- TEXTAUSZUG
+--

Analyse: Netzaktivisten punkten gegen Facebook
Neu Delhi (dpa) - Chandauli ist ein kleines Dorf im Norden Indiens, 240 staubige und holprige Kilometer von der Hauptstadt Neu Delhi entfernt. Im vergangenen Jahr bekam Chandauli eine Internetverbindung - und sofort war Facebook-Chef Mark Zuckerberg zur Stelle.
„Nicht nur die Reichen und Mächtigen dürfen vernetzt sein. Das muss etwas sein, dass jedem zur Verfügung steht“, sagte Zuckerberg.
Der Facebook-Chef war unterwegs auf einer Werbetour für sein Lieblingsprojekt Internet.org. Damit will er entlegene und arme Weltregionen günstig vernetzen - etwa auch mit Hilfe von Drohnen und Satelliten. Kein anderes Land hat dafür ein so großes Potenzial wie Indien. Laut der Internet- und Mobilvereinigung Indiens sind rund 300 Millionen Inder online; das heißt aber auch, etwa eine Milliarde Menschen auf dem Subkontinent sind es noch nicht.

+--

- DATENAUSZUG
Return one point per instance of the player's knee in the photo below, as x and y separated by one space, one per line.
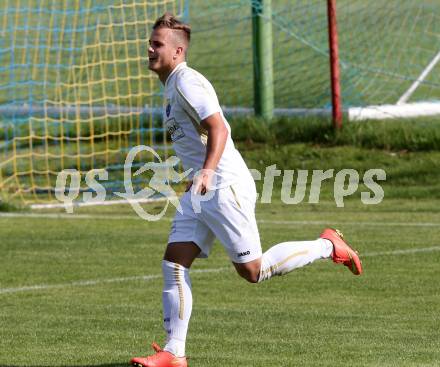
249 271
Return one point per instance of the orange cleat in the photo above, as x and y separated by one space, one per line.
160 359
342 252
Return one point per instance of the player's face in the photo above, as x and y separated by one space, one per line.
162 51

+--

- AUFGABE
Wie viele Kilometer liegt das Dorf Chandauli laut dem Textauszug von Neu Delhi entfernt?

- ERGEBNIS
Chandauli liegt 240 Kilometer von Neu Delhi entfernt.